Section 4. Action by Telephonic Communications. Members of any committee designated by the Board of Directors may participate in a meeting of such committee by means of conference telephone or similar communications equipment by means of which all persons participating in the meeting can hear each other, and participation in a meeting pursuant to this provision shall constitute presence in person at such meeting.

Section 5. Absent or Disqualified Members. In the absence or disqualification of a member of any committee, the member or members thereof present at any meeting and not disqualified from voting, whether or not he or they constitute a quorum, may unanimously appoint another member of the Board of Directors to act at the meeting in the place of any such absent or disqualified member.

Section 6. Termination of Committee Membership. In the event any person shall cease to be a director of the Corporation, such person shall simultaneously therewith cease to be a member of any committee appointed by the Board of Directors. Any member (and any alternate member) of any committee may be removed at any time, either for or without cause, by resolution adopted by the Board of Directors.

- _Requirements_
Summarize the bylaw sections on committees above in three sentences.

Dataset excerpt
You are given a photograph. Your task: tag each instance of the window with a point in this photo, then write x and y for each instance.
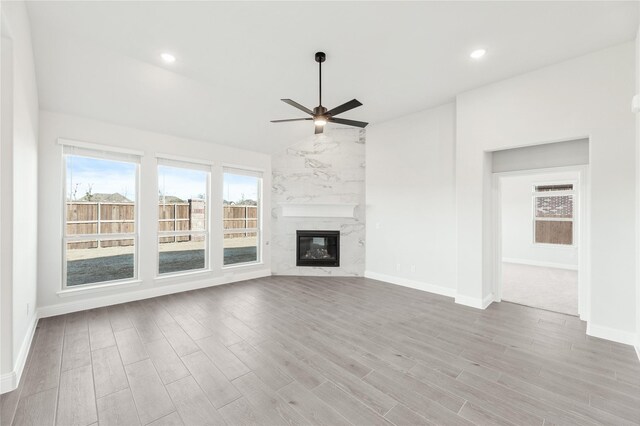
(554, 214)
(183, 208)
(241, 216)
(100, 232)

- _Output_
Members of a committee designated by the Board of Directors may take part in a meeting by conference telephone or similar equipment that lets all participants hear each other, and such participation counts as presence in person. If a committee member is absent or disqualified, the members present and not disqualified from voting may unanimously appoint another Board member to act in that member's place at the meeting, whether or not they form a quorum. Anyone who stops being a director of the Corporation stops being a member of any Board-appointed committee at the same time, and the Board may remove any committee member or alternate member by resolution at any time, with or without cause.